Phrase grounding data
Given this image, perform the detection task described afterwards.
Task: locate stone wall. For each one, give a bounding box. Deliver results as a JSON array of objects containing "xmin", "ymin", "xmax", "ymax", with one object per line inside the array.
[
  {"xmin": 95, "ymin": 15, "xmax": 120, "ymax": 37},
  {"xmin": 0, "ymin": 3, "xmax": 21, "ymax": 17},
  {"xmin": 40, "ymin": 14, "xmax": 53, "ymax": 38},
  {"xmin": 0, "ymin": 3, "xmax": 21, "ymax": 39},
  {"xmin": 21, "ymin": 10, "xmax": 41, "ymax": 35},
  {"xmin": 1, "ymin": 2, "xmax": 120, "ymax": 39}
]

WORK INSTRUCTIONS: Transcribe the records above exactly as they appear.

EXERCISE OUTPUT:
Given this image, perform the detection task described afterwards.
Task: locate stone wall. For each one, give a bounding box. Deliver results as a JSON array of objects containing "xmin", "ymin", "xmax", "ymax", with one object per line inside the array.
[
  {"xmin": 95, "ymin": 15, "xmax": 120, "ymax": 37},
  {"xmin": 0, "ymin": 3, "xmax": 21, "ymax": 17},
  {"xmin": 40, "ymin": 14, "xmax": 53, "ymax": 38},
  {"xmin": 0, "ymin": 3, "xmax": 21, "ymax": 39},
  {"xmin": 21, "ymin": 10, "xmax": 41, "ymax": 35},
  {"xmin": 1, "ymin": 2, "xmax": 120, "ymax": 39}
]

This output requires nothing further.